■ Document excerpt ■
## Begin
Pakistan is unlikely to be on a list of the most popular winter destinations. More often than not it seems Western minds have a negative image of the country. But it’s the charm of the new and unknown that makes the heart of four Tirolean alpinists beat faster.
In the spring of 2018, Andreas Gumpenberger, Stefan Ager, Martin Sieberer and Thomas Gaisbacher set out on an uncertain expedition to the northeast of Pakistan. Accompanied by cameraman Johannes Aitzetmüller and photographer Andreas Vigl, the mountaineers and steep skiing specialists journeyed to the Shimshal Valley, in the midst of the mighty Karakoram Mountains, to ski high mountains far from civilization.
Pure suspense was abundant from the get-go, there were many hurdles to overcome long before a ski boot was buckled. The first problem being that information about this area is rare to say the least.
## End
■ Aim ■
Update the text on Pakistan ski mountaineering, beginning at the words "Pure suspense was" and stopping after "say the least.", so that "hurdles" becomes "obstacles". Work only from the text on Pakistan ski mountaineering.

■ Entries provided ■
## Begin
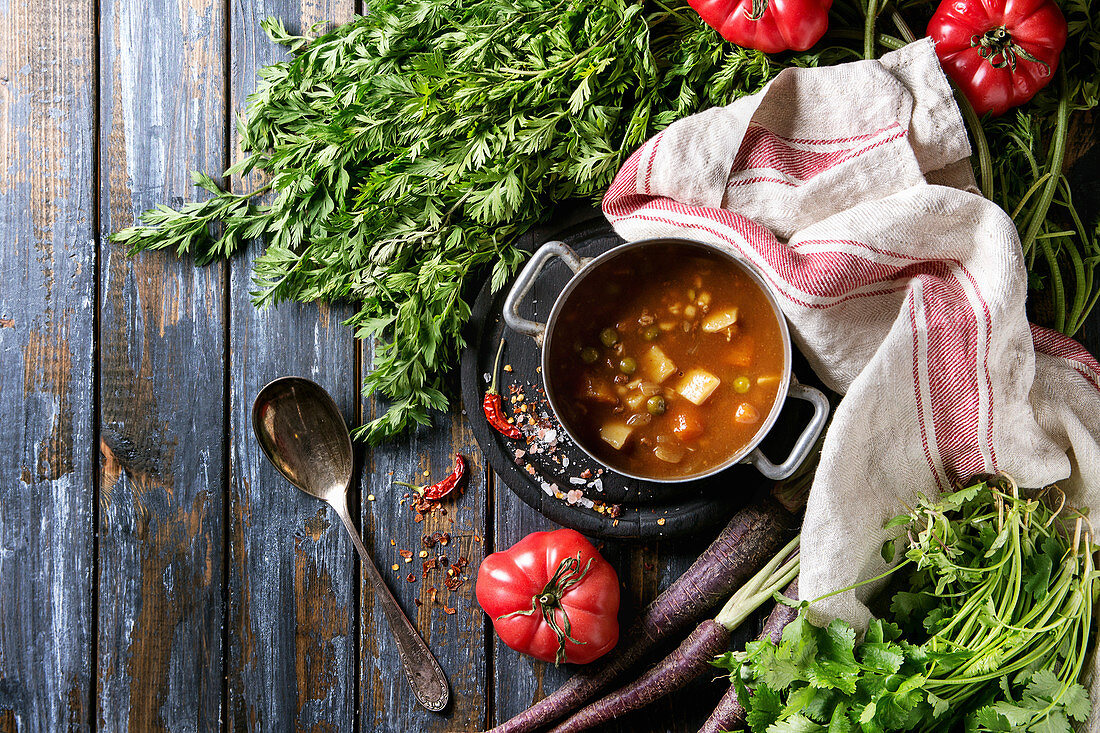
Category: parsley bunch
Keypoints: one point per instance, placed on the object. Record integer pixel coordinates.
(399, 156)
(989, 631)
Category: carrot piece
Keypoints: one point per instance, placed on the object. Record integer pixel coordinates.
(688, 662)
(729, 714)
(752, 535)
(686, 425)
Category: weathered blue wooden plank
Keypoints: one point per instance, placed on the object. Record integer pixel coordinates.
(292, 625)
(162, 367)
(46, 331)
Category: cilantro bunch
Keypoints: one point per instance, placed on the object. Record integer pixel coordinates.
(988, 630)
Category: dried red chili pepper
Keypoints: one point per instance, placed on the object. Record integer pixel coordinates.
(493, 404)
(440, 489)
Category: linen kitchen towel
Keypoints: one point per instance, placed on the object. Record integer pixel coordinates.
(849, 188)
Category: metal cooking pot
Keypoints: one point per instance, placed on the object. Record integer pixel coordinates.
## End
■ Expected answer ■
Pure suspense was abundant from the get-go, there were many obstacles to overcome long before a ski boot was buckled. The first problem being that information about this area is rare to say the least.